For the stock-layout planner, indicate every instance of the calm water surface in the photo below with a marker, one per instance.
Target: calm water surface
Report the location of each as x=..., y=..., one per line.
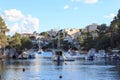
x=45, y=69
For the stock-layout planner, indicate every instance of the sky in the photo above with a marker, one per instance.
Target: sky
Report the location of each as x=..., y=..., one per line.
x=43, y=15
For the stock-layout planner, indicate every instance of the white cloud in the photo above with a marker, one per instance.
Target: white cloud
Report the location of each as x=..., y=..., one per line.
x=90, y=1
x=75, y=0
x=110, y=16
x=66, y=7
x=12, y=15
x=19, y=22
x=76, y=8
x=85, y=1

▸ **Given instruction**: Revise the full listing above so that "stock-layout planner" becomes "composition planner" wherever it occurs, with every other line left as it is. Leave the pictures out.

▸ **Result for this task**:
For the composition planner, indicate every instance of the calm water surface in the photo below with a marker, one per instance.
Target: calm water surface
Report the location of each as x=..., y=..., one per line.
x=45, y=69
For the composition planner, indicate every instance of the sky in the photo above with a marker, one per instance.
Target: sky
Report the location of each as x=..., y=..., one per line.
x=43, y=15
For the composition planner, indicate every instance of the white cloud in the photo above with a marker, one per instance.
Target: white cloud
Report the location of each as x=..., y=..., one per line.
x=90, y=1
x=75, y=0
x=110, y=16
x=66, y=7
x=12, y=15
x=19, y=22
x=76, y=8
x=85, y=1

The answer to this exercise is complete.